Objectives
1) Name every disc format mentioned in the forum thread about Blu-Ray and HD-DVD.
2) In the forum thread about Blu-Ray and HD-DVD, what year does Lord Eon give as the last time a new video was bought?
3) Copy the forum thread about Blu-Ray and HD-DVD word for word, from "Personally, I'm hanging" to "of DVDs now...".

My guess is that unless the other companies are willing to pay a bunch of money for licensing rights, Sony will try to keep as many of the other companies out of the market for as long as possible until they are forced to share the technology which would likely be when their patents for it expire or they are forced to release schematics. After all, it is much more profitable to be the only company in a market because there is no need to worry about direct competition.


----------



## Lord Eon (Feb 21, 2008)

hypr said:
			
		

> But since Blu-Ray is now the standard, what does this mean for those who already have the HD-Players?


I guess it means all they've got now is a very expensive paperweight. 

Personally, I abstained from taking sides in this format war, mostly because I don't know anything about HD-DVD and Blu-Ray. Well, not enough to know which is better anyway.

Although, considering the prevailing popularity of the DVD format, does anyone else think the corporations picked a side just to make sure that they didn't *both* fail, in which case we wouldn't all suddenly have to replace our DVD collections?

Personally, I'm hanging onto DVDs until I have no choice but to embrace the new format. And even then, I'll keep my eyes open for a player that can handle both. At least with videos, I had a reason to replace them, but none of my DVDs have suffered any loss in quality since I got them, and I haven't bought a new video since 2002. 

I have a lot of DVDs now...


----------

Stored records
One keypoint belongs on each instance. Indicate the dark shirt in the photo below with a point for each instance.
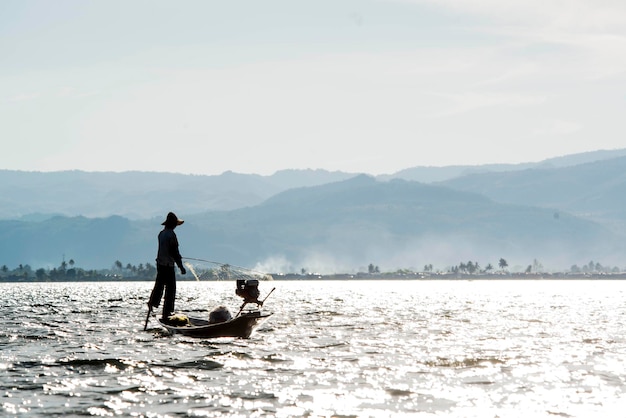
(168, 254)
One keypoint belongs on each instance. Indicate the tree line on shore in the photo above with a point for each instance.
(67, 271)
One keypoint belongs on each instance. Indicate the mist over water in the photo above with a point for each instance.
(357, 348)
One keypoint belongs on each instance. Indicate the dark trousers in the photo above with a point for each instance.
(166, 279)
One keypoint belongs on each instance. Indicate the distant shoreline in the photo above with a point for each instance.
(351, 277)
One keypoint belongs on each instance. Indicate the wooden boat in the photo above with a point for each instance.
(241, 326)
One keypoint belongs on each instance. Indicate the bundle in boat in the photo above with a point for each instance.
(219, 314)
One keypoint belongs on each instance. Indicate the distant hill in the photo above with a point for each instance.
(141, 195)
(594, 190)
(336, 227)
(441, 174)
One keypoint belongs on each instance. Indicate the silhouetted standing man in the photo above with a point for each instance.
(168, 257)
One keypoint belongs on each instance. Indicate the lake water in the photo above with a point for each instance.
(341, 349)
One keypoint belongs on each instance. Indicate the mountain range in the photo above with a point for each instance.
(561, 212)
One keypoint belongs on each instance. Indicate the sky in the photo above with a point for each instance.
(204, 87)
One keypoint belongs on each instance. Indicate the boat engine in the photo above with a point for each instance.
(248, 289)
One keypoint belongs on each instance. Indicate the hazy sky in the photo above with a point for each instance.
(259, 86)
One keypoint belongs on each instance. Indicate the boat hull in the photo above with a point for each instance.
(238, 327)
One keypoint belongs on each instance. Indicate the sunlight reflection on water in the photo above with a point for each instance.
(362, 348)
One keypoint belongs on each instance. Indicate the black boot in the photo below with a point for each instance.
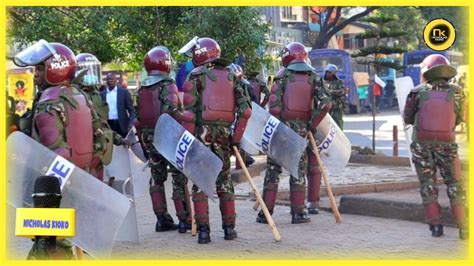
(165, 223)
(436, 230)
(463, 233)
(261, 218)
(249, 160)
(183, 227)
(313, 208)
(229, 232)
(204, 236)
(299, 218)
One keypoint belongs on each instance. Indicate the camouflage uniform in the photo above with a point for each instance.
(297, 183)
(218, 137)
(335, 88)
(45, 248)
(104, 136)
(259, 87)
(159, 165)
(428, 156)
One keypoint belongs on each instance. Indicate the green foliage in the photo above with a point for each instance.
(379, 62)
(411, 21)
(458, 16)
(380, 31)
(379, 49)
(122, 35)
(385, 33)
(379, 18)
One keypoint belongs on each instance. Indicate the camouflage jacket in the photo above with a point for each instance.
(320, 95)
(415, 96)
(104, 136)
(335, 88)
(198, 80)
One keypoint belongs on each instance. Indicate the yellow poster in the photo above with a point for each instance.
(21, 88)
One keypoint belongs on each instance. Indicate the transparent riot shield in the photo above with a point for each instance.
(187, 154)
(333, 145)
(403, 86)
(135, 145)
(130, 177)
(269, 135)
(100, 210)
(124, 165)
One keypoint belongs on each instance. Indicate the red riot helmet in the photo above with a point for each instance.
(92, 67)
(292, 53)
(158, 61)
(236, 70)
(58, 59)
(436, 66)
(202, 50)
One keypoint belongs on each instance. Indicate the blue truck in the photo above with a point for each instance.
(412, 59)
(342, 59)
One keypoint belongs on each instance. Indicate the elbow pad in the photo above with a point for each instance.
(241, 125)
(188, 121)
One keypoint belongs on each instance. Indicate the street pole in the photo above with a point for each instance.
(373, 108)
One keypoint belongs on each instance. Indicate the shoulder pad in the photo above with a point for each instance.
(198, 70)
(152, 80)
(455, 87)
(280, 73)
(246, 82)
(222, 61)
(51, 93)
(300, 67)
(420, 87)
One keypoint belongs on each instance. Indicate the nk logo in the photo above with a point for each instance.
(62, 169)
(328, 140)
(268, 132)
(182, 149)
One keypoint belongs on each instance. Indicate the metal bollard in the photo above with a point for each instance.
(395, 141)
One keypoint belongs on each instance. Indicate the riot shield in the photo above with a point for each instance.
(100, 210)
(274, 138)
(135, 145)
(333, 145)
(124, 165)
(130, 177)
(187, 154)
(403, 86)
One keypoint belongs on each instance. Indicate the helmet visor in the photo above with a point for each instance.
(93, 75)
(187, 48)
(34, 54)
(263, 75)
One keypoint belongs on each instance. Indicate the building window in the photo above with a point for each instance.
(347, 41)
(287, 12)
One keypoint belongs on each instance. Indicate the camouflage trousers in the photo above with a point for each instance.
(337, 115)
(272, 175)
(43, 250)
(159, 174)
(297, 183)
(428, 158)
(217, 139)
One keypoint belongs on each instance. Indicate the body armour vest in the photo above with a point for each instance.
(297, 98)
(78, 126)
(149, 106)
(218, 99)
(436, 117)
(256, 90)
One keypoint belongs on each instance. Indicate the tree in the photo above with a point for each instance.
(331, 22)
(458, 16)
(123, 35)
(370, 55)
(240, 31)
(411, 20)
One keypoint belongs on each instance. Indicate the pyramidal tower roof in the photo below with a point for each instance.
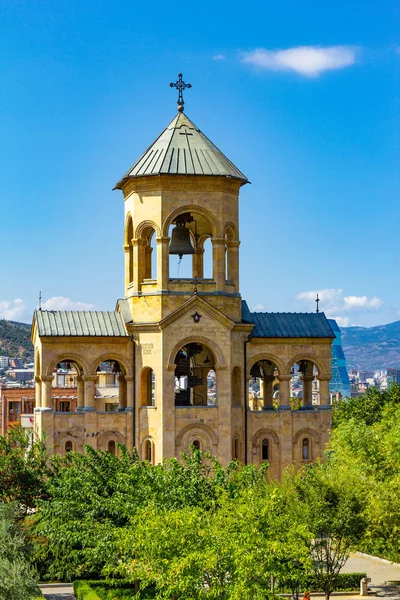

Exercise responses
1) Blu-Ray, HD-DVD, DVD

2) 2002

3)
Personally, I'm hanging onto DVDs until I have no choice but to embrace the new format. And even then, I'll keep my eyes open for a player that can handle both. At least with videos, I had a reason to replace them, but none of my DVDs have suffered any loss in quality since I got them, and I haven't bought a new video since 2002. 

I have a lot of DVDs now...